→ ABOUT THIS TASK
Look below for the line containing "<point>383,186</point>" and the line containing "<point>391,255</point>", then set down both and every line between them exactly, without pictures.

[Start of Attachment]

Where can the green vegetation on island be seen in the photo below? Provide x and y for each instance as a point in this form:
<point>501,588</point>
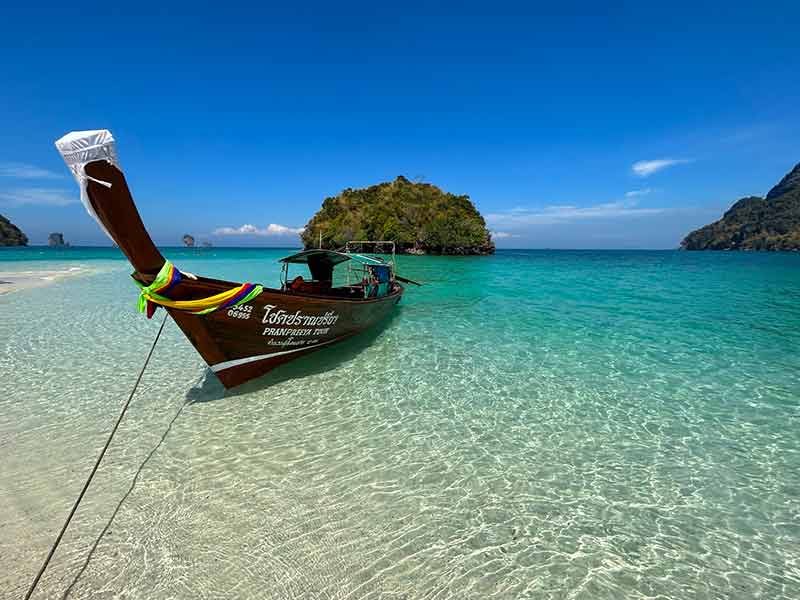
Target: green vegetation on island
<point>419,217</point>
<point>10,234</point>
<point>753,223</point>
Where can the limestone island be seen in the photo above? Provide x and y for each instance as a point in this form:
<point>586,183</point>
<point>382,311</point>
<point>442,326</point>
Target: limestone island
<point>419,217</point>
<point>753,223</point>
<point>10,234</point>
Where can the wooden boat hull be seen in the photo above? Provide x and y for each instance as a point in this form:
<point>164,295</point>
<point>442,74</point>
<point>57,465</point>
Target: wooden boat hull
<point>241,342</point>
<point>274,328</point>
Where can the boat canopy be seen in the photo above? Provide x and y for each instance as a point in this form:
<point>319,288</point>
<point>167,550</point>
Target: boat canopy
<point>321,262</point>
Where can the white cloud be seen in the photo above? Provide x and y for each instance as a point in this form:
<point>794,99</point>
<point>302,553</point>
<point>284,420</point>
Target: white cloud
<point>23,171</point>
<point>638,193</point>
<point>645,168</point>
<point>551,215</point>
<point>273,229</point>
<point>40,196</point>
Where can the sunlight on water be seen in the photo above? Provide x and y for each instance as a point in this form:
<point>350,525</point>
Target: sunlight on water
<point>529,425</point>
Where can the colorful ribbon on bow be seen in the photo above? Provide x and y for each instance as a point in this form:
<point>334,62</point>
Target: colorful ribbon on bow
<point>169,276</point>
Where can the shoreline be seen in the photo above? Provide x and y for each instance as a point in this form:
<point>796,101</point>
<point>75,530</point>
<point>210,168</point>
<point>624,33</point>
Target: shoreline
<point>15,281</point>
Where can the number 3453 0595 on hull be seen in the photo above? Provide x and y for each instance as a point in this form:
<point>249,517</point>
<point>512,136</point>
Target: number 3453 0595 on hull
<point>242,330</point>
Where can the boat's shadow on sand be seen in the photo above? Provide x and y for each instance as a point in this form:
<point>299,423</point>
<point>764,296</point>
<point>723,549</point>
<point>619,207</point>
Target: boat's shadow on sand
<point>322,360</point>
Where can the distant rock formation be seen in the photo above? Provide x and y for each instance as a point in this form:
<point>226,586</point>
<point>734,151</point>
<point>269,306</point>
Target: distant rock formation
<point>10,234</point>
<point>56,240</point>
<point>419,217</point>
<point>753,223</point>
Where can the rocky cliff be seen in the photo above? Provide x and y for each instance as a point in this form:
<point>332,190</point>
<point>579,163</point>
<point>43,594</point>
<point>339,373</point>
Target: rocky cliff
<point>10,234</point>
<point>419,217</point>
<point>754,223</point>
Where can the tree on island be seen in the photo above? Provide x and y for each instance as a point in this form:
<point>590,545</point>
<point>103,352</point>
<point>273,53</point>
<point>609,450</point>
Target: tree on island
<point>419,217</point>
<point>753,223</point>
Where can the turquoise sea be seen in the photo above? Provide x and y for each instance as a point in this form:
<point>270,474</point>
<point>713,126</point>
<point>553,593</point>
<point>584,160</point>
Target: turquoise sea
<point>535,424</point>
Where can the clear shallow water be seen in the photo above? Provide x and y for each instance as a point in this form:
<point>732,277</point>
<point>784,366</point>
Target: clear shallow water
<point>530,425</point>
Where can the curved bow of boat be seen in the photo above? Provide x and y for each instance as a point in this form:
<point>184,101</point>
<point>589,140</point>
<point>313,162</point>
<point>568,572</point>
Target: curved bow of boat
<point>92,158</point>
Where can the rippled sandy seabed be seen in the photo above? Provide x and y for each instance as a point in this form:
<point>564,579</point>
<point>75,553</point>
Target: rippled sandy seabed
<point>530,425</point>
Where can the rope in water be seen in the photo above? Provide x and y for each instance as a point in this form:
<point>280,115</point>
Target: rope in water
<point>96,466</point>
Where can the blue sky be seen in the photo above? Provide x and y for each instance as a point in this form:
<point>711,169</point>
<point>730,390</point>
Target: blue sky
<point>574,126</point>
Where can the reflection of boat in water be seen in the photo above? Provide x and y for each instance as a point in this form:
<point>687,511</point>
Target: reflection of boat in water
<point>241,330</point>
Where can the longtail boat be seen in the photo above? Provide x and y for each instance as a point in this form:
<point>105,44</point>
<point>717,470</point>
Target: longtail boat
<point>242,330</point>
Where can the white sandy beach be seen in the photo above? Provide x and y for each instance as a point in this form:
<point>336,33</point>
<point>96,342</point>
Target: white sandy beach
<point>13,281</point>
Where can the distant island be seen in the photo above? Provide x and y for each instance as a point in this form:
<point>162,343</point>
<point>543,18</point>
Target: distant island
<point>56,240</point>
<point>754,223</point>
<point>10,234</point>
<point>419,217</point>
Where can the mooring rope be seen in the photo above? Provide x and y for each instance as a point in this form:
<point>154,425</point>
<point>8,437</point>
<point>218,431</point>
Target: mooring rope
<point>96,466</point>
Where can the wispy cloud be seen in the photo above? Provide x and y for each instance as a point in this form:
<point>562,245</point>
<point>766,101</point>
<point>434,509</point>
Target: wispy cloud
<point>645,168</point>
<point>638,193</point>
<point>40,196</point>
<point>273,229</point>
<point>552,215</point>
<point>23,171</point>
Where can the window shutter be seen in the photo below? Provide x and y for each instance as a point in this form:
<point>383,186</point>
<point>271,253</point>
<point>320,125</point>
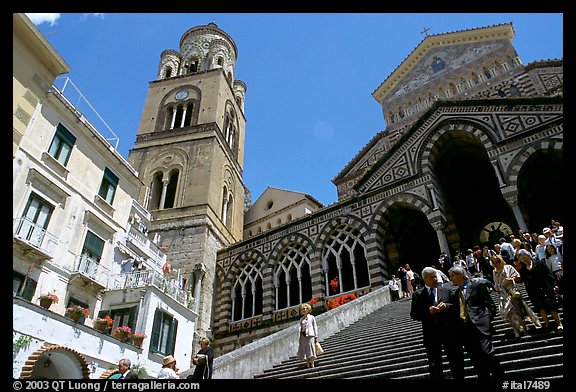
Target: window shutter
<point>172,337</point>
<point>132,318</point>
<point>29,289</point>
<point>155,338</point>
<point>94,244</point>
<point>65,134</point>
<point>110,177</point>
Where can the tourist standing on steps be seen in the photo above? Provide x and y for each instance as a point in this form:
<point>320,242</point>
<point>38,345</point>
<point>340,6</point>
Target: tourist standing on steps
<point>394,288</point>
<point>124,370</point>
<point>169,369</point>
<point>437,308</point>
<point>477,311</point>
<point>410,279</point>
<point>512,307</point>
<point>403,281</point>
<point>308,336</point>
<point>203,361</point>
<point>540,285</point>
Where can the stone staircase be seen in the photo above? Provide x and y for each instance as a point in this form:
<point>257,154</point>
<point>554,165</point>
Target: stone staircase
<point>388,344</point>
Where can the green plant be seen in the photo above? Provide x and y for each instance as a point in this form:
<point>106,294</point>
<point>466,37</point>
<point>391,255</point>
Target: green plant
<point>140,370</point>
<point>77,309</point>
<point>124,333</point>
<point>22,341</point>
<point>51,296</point>
<point>104,320</point>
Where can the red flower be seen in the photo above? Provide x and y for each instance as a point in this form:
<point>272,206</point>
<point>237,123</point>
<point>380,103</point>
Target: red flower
<point>334,284</point>
<point>341,300</point>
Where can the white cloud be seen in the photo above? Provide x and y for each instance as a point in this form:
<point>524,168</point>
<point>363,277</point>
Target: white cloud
<point>323,130</point>
<point>38,19</point>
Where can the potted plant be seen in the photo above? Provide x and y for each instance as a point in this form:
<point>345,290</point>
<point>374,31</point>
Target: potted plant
<point>123,333</point>
<point>46,300</point>
<point>103,323</point>
<point>77,311</point>
<point>138,338</point>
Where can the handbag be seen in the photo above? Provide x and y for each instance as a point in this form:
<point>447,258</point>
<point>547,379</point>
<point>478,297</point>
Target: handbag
<point>514,292</point>
<point>201,359</point>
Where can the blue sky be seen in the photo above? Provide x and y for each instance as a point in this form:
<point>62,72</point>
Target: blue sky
<point>309,77</point>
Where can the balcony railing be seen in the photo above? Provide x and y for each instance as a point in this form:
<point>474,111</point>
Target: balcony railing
<point>34,235</point>
<point>92,269</point>
<point>151,278</point>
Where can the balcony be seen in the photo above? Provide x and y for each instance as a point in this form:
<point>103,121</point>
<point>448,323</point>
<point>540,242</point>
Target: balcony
<point>151,278</point>
<point>92,270</point>
<point>34,239</point>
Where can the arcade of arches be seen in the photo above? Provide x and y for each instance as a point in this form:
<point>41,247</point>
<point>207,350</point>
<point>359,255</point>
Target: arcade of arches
<point>454,177</point>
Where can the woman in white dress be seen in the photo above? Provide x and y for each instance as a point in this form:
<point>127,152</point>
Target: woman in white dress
<point>512,307</point>
<point>308,336</point>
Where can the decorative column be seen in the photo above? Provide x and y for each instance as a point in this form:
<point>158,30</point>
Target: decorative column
<point>173,118</point>
<point>501,182</point>
<point>512,200</point>
<point>183,117</point>
<point>225,211</point>
<point>199,272</point>
<point>439,227</point>
<point>164,189</point>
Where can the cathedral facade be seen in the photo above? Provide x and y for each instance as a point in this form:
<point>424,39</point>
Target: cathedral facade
<point>472,136</point>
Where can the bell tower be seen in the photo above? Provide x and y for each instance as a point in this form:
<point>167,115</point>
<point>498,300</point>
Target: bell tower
<point>189,152</point>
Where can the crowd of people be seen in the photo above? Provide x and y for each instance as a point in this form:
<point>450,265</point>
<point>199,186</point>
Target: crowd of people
<point>457,312</point>
<point>202,360</point>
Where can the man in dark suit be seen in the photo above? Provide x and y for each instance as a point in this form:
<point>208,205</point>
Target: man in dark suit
<point>437,308</point>
<point>476,312</point>
<point>124,369</point>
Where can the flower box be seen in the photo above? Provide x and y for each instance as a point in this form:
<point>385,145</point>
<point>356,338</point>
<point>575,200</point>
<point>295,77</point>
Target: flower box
<point>46,300</point>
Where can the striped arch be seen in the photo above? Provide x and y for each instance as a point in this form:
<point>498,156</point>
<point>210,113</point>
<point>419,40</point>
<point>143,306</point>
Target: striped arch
<point>248,281</point>
<point>511,175</point>
<point>429,147</point>
<point>333,223</point>
<point>375,251</point>
<point>341,247</point>
<point>63,351</point>
<point>289,239</point>
<point>417,202</point>
<point>292,271</point>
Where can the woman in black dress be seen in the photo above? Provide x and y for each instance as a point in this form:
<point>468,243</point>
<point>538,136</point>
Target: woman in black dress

[End of Attachment]

→ ANSWER SPACE
<point>383,186</point>
<point>271,253</point>
<point>320,125</point>
Target: window shutter
<point>172,337</point>
<point>132,318</point>
<point>29,289</point>
<point>155,338</point>
<point>94,244</point>
<point>65,134</point>
<point>110,177</point>
Where can the tourist standing on steps be seen in the photo above? Provide x and y for each instance as a point in this form:
<point>320,242</point>
<point>38,345</point>
<point>340,6</point>
Target: tourist standing on steps
<point>394,288</point>
<point>124,370</point>
<point>169,369</point>
<point>437,308</point>
<point>477,311</point>
<point>410,279</point>
<point>512,307</point>
<point>403,281</point>
<point>308,336</point>
<point>203,361</point>
<point>540,285</point>
Where can the stone staircase be seen in the photo above? Provide x and y for each instance as a point in this form:
<point>257,154</point>
<point>554,165</point>
Target: stone staircase
<point>388,344</point>
Where can the green plant be seen in the photo above? Provide x and y for each instance as a point in this form:
<point>106,294</point>
<point>466,37</point>
<point>391,255</point>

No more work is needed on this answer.